# TESTO SELEZIONATO
════

Il brevetto Ford per portare la pubblicità sul display dell'infotainment

La casa americana lo ha depositato di recente

Anas Anas

L’ultimo brevetto che è stato depositato dalla casa automobilistica americana Ford ha a che fare con la pubblicità. L’azienda, infatti, ha deciso di depositare una tecnologia che consente di ottenere un’interfaccia di cartelloni pubblicitari per quel che riguarda i display all’interno delle autovetture. In poche parole, i conducenti potrebbero osservare gli annunci tipici che si vedono in qualsiasi strada direttamente nell’abitacolo, per la precisione sullo schermo dell’infotainment. Si sta parlando di un sistema che si basa su telecamere che leggono una porzione del cartellone “fisico” e che lo riproducono tramite pop-up nella macchina. Non ci sono ancora immagini specifiche di questo brevetto così particolare, ma si possono già fare delle supposizioni. Nel veicolo dovrebbe apparire una schermata nel display, della durata di pochi secondi, subito dopo aver superato il cartellone, ma lo stesso potrebbe avvenire con altre funzionalità. Ad esempio, le telecamere in questione potrebbero riprendere un ristorante ed il suo menù, mostrandolo all’automobilista mentre guida, accorciando i tempi d’attesa e facendo trovare l’ordine già pronto quando si arriva. C’è già chi sta contestando una novità del genere, parlando dei possibili rischi per quel che riguarda la concentrazione al volante. In effetti, Ford vorrebbe evitare distrazioni con la tecnologia del brevetto depositato, ma i più scettici credono che si otterrà l’esatto contrario. Tuttavia, facendo leva sugli avanzati sistemi di assistenza alla guida e sulle tecnologie di automatizzazione della guida, la tendenza dei costruttori va verso auto sempre più impegnate a diventare centri d’intrattenimento e meno veicoli di guidare, anche se per questo bisognerà aspettare fino all’arrivo dell’implementazione, non certo imminente, dei sistemi di guida automatica di Livello 4. Come avviene normalmente in situazioni del genere, si tratta di un brevetto e non è certo che il deposito si traduca poi in qualcosa di concreto.

════

# SEZIONE DATI
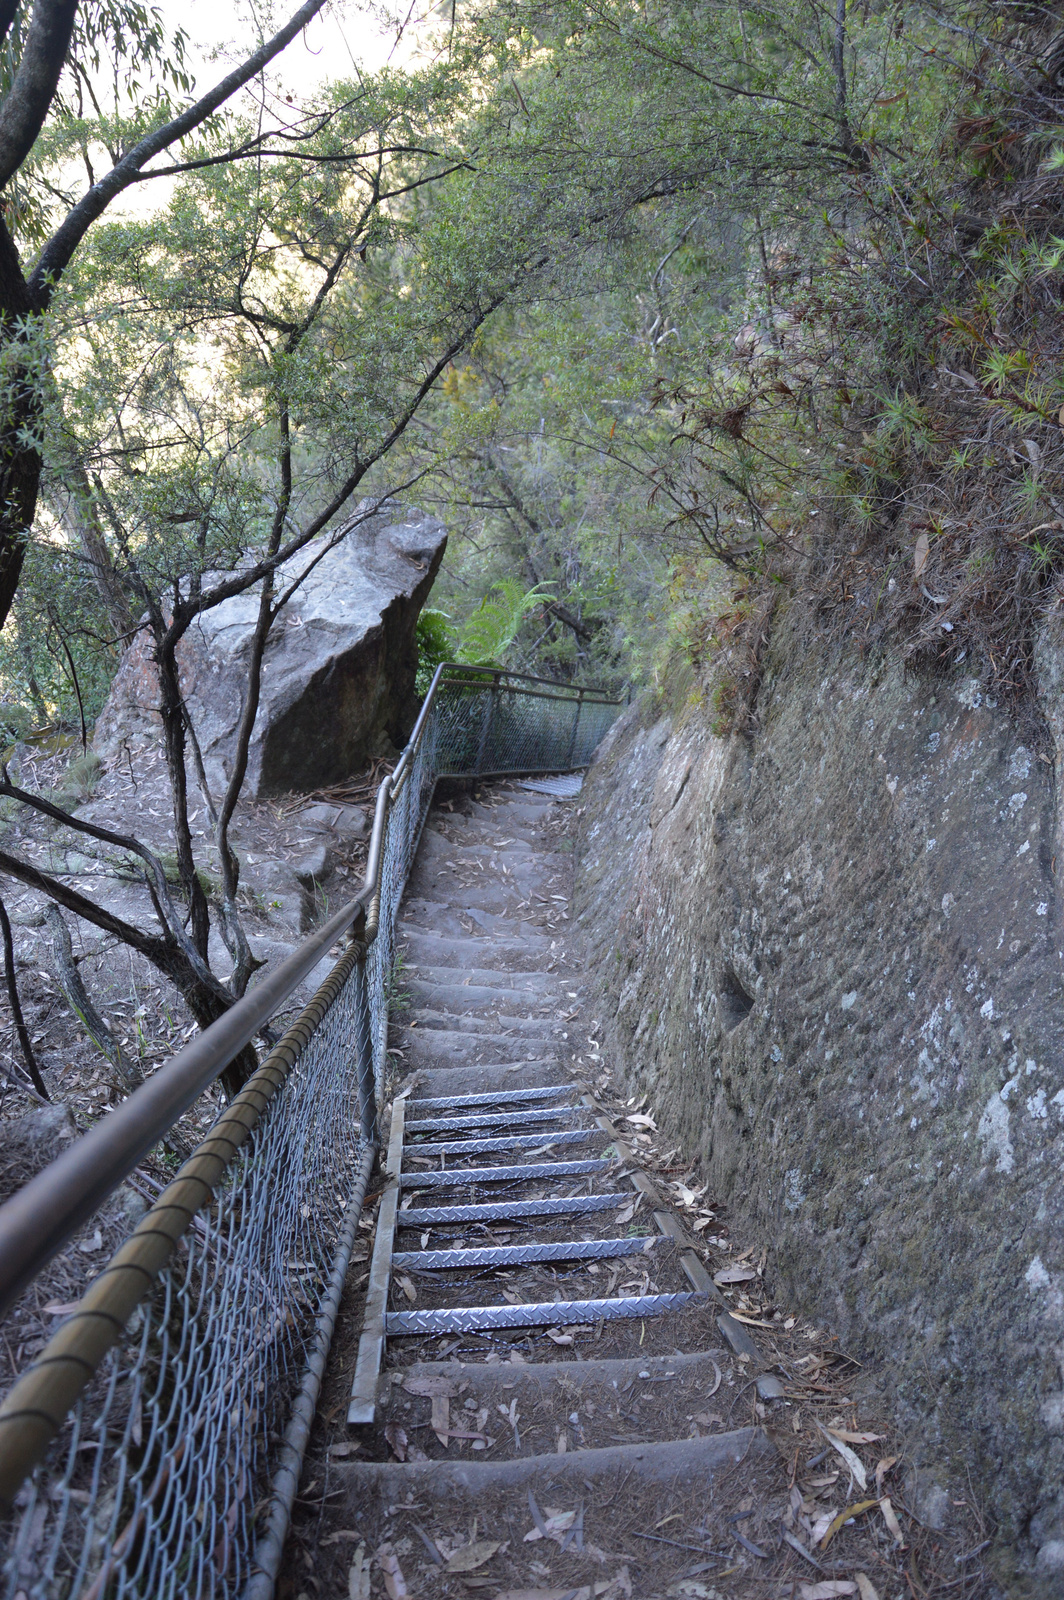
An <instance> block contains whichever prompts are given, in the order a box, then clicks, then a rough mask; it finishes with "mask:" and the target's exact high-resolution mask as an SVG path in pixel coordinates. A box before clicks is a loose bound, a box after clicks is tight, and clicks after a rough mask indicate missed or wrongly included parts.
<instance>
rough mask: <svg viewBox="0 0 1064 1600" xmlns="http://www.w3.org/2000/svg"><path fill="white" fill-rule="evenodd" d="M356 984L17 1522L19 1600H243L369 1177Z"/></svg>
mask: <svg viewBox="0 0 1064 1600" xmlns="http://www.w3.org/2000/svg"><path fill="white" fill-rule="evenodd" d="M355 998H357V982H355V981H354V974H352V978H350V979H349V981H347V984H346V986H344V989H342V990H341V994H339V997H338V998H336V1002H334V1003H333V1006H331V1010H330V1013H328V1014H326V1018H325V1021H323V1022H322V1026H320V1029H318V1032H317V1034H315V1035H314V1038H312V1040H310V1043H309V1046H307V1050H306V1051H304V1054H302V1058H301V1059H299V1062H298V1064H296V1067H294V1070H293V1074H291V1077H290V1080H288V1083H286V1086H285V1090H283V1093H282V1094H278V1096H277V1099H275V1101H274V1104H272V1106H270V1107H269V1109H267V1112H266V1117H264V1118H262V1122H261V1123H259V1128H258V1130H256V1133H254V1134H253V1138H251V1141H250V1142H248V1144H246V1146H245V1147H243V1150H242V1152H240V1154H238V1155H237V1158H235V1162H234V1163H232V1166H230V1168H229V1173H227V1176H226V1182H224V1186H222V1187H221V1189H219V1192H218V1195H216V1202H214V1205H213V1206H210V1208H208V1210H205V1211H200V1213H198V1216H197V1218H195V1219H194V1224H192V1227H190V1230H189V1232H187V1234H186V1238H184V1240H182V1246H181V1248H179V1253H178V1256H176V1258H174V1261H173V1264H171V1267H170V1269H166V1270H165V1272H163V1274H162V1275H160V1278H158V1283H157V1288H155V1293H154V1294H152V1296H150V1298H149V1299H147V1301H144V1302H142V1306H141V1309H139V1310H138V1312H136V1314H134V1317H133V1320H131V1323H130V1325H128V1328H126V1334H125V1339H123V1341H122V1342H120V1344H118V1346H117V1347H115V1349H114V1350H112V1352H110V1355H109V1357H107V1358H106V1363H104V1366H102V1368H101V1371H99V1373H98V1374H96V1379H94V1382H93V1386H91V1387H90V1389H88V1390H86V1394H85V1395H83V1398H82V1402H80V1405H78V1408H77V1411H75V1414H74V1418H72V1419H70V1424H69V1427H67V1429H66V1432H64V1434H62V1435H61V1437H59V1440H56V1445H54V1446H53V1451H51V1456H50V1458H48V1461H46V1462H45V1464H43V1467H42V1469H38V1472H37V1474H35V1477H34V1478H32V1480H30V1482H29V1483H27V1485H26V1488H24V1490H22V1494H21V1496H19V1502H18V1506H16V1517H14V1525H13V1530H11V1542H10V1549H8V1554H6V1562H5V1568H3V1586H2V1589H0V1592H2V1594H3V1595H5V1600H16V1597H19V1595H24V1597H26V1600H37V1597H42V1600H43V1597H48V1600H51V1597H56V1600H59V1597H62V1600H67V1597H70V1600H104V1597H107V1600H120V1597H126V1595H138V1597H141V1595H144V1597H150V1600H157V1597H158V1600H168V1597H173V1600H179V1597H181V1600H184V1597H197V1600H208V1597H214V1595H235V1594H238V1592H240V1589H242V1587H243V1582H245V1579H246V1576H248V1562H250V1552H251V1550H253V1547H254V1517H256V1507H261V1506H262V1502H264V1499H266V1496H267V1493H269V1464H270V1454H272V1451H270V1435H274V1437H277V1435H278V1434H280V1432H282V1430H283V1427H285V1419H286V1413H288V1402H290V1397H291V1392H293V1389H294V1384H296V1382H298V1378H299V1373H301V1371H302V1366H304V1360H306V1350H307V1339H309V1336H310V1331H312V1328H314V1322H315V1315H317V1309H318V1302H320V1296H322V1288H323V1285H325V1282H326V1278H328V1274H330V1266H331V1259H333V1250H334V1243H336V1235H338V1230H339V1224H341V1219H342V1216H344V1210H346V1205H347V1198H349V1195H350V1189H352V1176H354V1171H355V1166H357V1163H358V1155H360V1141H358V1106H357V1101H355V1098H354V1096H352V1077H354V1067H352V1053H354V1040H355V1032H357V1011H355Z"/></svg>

════

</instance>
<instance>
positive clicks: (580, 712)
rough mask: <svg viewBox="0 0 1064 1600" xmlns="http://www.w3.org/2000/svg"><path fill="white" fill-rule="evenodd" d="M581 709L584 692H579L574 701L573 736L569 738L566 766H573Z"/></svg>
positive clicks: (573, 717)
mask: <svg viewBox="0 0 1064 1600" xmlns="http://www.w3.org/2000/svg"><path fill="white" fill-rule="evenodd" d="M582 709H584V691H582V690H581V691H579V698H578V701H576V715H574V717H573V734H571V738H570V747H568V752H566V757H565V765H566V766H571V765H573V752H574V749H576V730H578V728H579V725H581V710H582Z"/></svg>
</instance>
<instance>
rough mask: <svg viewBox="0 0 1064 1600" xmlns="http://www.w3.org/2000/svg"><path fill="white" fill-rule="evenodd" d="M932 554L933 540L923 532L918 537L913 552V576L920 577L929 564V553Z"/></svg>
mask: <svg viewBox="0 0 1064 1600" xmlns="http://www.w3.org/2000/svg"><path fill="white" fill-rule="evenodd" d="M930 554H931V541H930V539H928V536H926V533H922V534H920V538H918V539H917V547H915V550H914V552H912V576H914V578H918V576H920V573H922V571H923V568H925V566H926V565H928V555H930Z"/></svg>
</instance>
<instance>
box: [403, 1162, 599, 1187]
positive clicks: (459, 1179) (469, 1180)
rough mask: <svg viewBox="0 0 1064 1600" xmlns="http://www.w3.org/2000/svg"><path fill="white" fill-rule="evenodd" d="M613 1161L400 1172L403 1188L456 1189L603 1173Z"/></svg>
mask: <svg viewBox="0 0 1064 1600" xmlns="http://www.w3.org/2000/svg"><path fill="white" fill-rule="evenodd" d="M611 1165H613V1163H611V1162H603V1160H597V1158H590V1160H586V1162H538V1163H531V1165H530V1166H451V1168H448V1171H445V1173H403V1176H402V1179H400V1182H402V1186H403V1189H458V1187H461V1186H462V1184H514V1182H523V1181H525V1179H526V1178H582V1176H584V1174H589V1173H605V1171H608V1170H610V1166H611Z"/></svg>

════

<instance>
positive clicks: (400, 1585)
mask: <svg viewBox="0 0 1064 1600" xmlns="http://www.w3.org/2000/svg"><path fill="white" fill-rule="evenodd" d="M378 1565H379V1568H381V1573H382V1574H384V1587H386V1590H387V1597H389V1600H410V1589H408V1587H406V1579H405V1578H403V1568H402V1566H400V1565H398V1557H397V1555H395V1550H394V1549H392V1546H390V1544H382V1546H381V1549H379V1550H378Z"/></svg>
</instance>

════

# CONSEGNA 1
Elenca ciò che, secondo l'articolo sul brevetto Ford, le telecamere del sistema leggerebbero o riprenderebbero.
# CONSEGNA 2
Nell'articolo sul brevetto Ford, per quanto tempo dovrebbe restare sul display la schermata che compare nel veicolo?
I record non hanno alcun ruolo in questo lavoro.

# SOLUZIONE DELL'ESERCIZIO 1
Una porzione del cartellone pubblicitario "fisico"; un ristorante; il menù del ristorante.

# SOLUZIONE DELL'ESERCIZIO 2
Pochi secondi, subito dopo aver superato il cartellone.